Stored records -
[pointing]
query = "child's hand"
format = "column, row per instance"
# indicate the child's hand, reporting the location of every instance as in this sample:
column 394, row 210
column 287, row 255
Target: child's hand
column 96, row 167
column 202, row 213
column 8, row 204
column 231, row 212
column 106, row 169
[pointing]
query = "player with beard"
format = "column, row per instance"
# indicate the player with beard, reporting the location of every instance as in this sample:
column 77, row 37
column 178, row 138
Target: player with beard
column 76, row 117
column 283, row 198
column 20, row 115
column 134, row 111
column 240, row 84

Written instruction -
Reproduce both items above verbatim, line for line.

Answer to the exercise -
[pointing]
query = "child's hand"
format = "column, row per instance"
# indicate the child's hand, reporting the location of every instance as in this sample:
column 394, row 210
column 287, row 255
Target: child's hand
column 96, row 167
column 202, row 213
column 8, row 204
column 231, row 212
column 106, row 169
[pointing]
query = "player with beard"
format = "column, row per instance"
# indicate the player with beard, reporting the location of every instance as in this sample:
column 77, row 37
column 178, row 138
Target: player with beard
column 76, row 117
column 283, row 198
column 20, row 115
column 134, row 111
column 240, row 84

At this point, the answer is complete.